Wednesday, December 07, 2005

Civil War

Writing in the liberal New Republic, Harvard law prof William Stuntz http://www.tnr.com/doc.mhtml?i=w051205&s=stuntz120605 draws
an interesting analogy between Iraq and the Civil War:

"Toppling Saddam and seizing his chemical and biological weapons probably wasn't worth the sacrifice of 2,000-plus American lives (as long as nuclear weapons weren't in the picture). Similarly, control over the Mississippi wasn't worth the bloodletting across the length of the Confederacy's border that took place in Lincoln's first term.
Thankfully, Lincoln saw to it that the war's purpose changed. George W. Bush has changed the purpose of his war too, though the change seems more the product of our enemies' choices than of Bush's design. By prolonging the war, Zarqawi and his Baathist allies have drawn thousands of terrorist wannabes into the fight--against both our soldiers and Muslim civilians. When terrorists fight American civilians, as on September 11, they can leverage their own deaths to kill a great many of us. But when terrorists fight American soldiers, the odds tilt towards our side.
== == ==
Exercise set:
**1.** In the post comparing Iraq and the Civil War, which magazine is William Stuntz writing in?
**2.** Extend the post comparing Iraq and the Civil War, starting after its last sentence.

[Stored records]
== == ==
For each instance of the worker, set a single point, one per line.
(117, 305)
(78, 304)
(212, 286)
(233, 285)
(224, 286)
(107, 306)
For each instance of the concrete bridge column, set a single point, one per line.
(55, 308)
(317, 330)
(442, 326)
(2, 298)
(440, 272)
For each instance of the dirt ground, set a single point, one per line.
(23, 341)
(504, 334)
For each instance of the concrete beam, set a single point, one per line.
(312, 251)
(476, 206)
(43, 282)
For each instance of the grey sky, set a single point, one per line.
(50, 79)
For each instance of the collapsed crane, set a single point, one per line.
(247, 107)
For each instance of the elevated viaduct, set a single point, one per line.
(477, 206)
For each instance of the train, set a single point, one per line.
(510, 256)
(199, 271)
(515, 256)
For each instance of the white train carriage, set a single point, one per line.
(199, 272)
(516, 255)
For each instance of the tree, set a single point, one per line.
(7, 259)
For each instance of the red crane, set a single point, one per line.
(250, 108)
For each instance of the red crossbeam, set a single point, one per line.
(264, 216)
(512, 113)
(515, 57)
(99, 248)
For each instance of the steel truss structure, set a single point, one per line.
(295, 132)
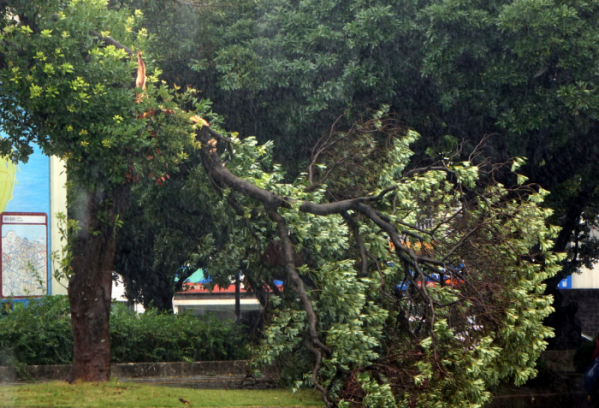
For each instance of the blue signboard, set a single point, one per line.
(24, 238)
== == ==
Numbered responses:
**1.** The New Republic.

**2.**
Equally important, by bringing the fight to a Muslim land, by making that land the central front of the war on Islamic terrorism, the United States has effectively forced Muslim terrorists to kill Muslim civilians. That is why the so-called Arab street is rising--not against us but against the terrorists, as we saw in Jordan after Zarqawi's disastrous hotel bombing. The population of the Islamic world is choosing sides not between jihadists and Westerners, but between jihadists and people just like themselves. We are, slowly but surely, converting bin Laden's war into a civil war--and that is a war bin Laden and his followers cannot hope to win."